» YOUR OBJECTIVE: Arrange every row below as a numbered list, omitting any blank lines.

Point annotation dataset records:
=======
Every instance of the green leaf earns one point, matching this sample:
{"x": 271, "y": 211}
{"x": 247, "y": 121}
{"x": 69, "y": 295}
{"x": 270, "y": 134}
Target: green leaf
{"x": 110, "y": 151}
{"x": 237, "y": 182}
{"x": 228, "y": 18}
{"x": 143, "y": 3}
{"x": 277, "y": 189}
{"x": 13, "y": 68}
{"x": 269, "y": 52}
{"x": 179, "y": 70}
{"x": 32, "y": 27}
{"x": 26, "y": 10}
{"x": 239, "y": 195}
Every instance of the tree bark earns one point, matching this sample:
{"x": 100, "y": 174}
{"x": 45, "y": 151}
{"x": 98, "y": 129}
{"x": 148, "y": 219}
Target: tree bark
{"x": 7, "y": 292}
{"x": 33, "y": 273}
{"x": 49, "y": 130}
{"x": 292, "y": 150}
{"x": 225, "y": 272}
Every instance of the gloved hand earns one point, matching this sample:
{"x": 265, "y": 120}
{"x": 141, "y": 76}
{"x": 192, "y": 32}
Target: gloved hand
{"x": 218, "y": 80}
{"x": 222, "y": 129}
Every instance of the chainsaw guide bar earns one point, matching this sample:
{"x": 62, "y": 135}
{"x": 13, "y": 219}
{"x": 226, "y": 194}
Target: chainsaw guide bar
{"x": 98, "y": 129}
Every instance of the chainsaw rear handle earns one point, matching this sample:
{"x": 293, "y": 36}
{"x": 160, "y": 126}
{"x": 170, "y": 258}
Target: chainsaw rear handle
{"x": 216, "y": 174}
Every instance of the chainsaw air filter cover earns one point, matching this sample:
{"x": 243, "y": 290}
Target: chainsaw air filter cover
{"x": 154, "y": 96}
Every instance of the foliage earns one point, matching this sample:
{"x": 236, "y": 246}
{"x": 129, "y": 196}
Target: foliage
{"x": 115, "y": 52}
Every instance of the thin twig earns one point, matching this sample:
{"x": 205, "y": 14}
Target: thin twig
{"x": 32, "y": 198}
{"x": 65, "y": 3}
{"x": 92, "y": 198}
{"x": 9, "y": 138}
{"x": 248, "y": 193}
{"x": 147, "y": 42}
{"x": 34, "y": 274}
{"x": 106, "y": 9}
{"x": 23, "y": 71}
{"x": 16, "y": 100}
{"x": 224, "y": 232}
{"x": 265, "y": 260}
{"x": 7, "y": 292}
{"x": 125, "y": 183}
=======
» FULL RESPONSE:
1. Every instance of the green leaf earns one point, matching this sample:
2. {"x": 271, "y": 211}
3. {"x": 247, "y": 121}
4. {"x": 69, "y": 295}
5. {"x": 270, "y": 134}
6. Target: green leaf
7. {"x": 110, "y": 151}
8. {"x": 237, "y": 182}
9. {"x": 228, "y": 18}
10. {"x": 143, "y": 3}
11. {"x": 277, "y": 189}
12. {"x": 13, "y": 68}
13. {"x": 269, "y": 52}
14. {"x": 179, "y": 70}
15. {"x": 32, "y": 27}
16. {"x": 26, "y": 10}
17. {"x": 239, "y": 195}
18. Every instance of the tree bark earns one point, matching this sample:
19. {"x": 100, "y": 174}
20. {"x": 45, "y": 151}
21. {"x": 98, "y": 129}
22. {"x": 148, "y": 219}
23. Target: tree bark
24. {"x": 7, "y": 292}
25. {"x": 33, "y": 273}
26. {"x": 49, "y": 130}
27. {"x": 292, "y": 150}
28. {"x": 225, "y": 272}
29. Every instance of the gloved hand earns one point, matching this sample:
30. {"x": 265, "y": 120}
31. {"x": 141, "y": 76}
32. {"x": 192, "y": 32}
33. Target: gloved hand
34. {"x": 218, "y": 80}
35. {"x": 222, "y": 129}
36. Every instance of the chainsaw guide bar earns one point, matching this sample:
37. {"x": 62, "y": 135}
38. {"x": 13, "y": 219}
39. {"x": 226, "y": 194}
40. Target: chainsaw guide bar
41. {"x": 98, "y": 129}
42. Every instance of the chainsaw rear handle earns one point, matching this sample:
43. {"x": 293, "y": 36}
44. {"x": 160, "y": 126}
45. {"x": 170, "y": 258}
46. Target: chainsaw rear handle
47. {"x": 216, "y": 174}
48. Every instance of the chainsaw air filter cover earns one point, matching this sample:
49. {"x": 243, "y": 290}
50. Target: chainsaw air filter cover
51. {"x": 154, "y": 96}
52. Every instance of the foliage earns one point, matching this sample:
53. {"x": 236, "y": 246}
54. {"x": 129, "y": 196}
55. Target: foliage
56. {"x": 115, "y": 52}
57. Every instance of the thin twig earns one point, matching this sample:
58. {"x": 205, "y": 14}
59. Target: thin twig
60. {"x": 32, "y": 198}
61. {"x": 65, "y": 3}
62. {"x": 92, "y": 198}
63. {"x": 9, "y": 138}
64. {"x": 248, "y": 193}
65. {"x": 147, "y": 42}
66. {"x": 34, "y": 274}
67. {"x": 106, "y": 9}
68. {"x": 23, "y": 71}
69. {"x": 16, "y": 100}
70. {"x": 224, "y": 232}
71. {"x": 265, "y": 260}
72. {"x": 7, "y": 292}
73. {"x": 125, "y": 183}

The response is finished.